Work order: Your task is to print the listing exactly as it stands.

Data:
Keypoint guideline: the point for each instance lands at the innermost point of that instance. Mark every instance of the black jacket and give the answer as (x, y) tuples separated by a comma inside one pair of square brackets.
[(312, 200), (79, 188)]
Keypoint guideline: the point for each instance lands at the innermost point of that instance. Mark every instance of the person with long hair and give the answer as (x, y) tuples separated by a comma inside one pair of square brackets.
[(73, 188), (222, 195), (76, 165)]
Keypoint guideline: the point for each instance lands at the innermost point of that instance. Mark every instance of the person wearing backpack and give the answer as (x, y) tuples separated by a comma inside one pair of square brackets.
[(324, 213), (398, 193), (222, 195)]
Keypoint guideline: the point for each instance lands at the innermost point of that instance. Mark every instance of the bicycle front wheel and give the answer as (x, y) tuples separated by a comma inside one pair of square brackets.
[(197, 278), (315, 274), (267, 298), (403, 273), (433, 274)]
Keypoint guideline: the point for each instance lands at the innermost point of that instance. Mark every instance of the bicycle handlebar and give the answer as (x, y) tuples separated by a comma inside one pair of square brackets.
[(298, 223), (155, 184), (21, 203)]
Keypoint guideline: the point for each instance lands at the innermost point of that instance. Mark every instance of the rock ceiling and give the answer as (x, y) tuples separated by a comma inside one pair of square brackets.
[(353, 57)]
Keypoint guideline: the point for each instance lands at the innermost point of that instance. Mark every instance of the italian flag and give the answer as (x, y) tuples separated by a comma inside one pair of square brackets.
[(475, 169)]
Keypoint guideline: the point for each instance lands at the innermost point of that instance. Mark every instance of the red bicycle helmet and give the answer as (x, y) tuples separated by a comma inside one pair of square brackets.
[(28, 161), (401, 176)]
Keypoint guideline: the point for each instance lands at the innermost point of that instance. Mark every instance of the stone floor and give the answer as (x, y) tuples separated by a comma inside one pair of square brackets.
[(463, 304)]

Exercise solution:
Keypoint guideline: the point for each instance lands at the innermost point of that instance. Mark every instance of the black jacket and give the answer as (x, y) tuples separated by a comma inside one pair of square brackets.
[(312, 200), (79, 188)]
Keypoint guideline: the point for each instance lands at the innermost point of that instance. Mark every instance of the person with long hair and give the answer as (x, y) tuples separated by a comma inside one pair of square brackets.
[(73, 188), (222, 195), (76, 165)]
Keypoint guideline: the point for each instance lands at the innermost point of that instance. Mark every instance of the person wearing backpack and give the answer as (x, y) tuples separated by a comma inside one pair of square brackets.
[(324, 213), (398, 193), (222, 195)]
Keypoint guideline: the point for each instance lands at the innermost point of that instance. Mark every instance of the bicycle front wheel and give the answer as (x, y) tuples separated by a comma inside one pair of square brackets.
[(197, 278), (315, 274), (267, 298), (403, 273), (433, 274)]
Keypoint guideline: the point for each instance lands at the innermost point of that instance. Mark every instance of the bicycle handlebar and give the answer as (x, y) tuples separated by a comma inside one pair of square brackets.
[(298, 223), (155, 184), (21, 203)]
Keypoint guideline: the point for each instance lands at the innermost point of that instance. Mark every instance of the rock ceiling and give the answer as (x, y) tuples separated by a comma inside one pair of square brackets.
[(353, 57)]
Keypoint guideline: the point for each instance lands at the innermost point of that instance. Mark every instance of the italian flag and give the answer as (x, y) tuples separated by a comma inside one pair of square brackets.
[(475, 169)]
Keypoint guideline: the point for each instance lands at the innermost point of that instance. Mark every instance of the red bicycle helmet and give the answer as (x, y) tuples separated by a comma inside one pair of square brackets.
[(28, 161), (401, 176)]
Keypoint guideline: the point for each instance lands at the innermost point of that instance. Mark every instance of the stone floor and give the answer as (x, y) tuples separated by a comma inside one pair of square brackets.
[(463, 304)]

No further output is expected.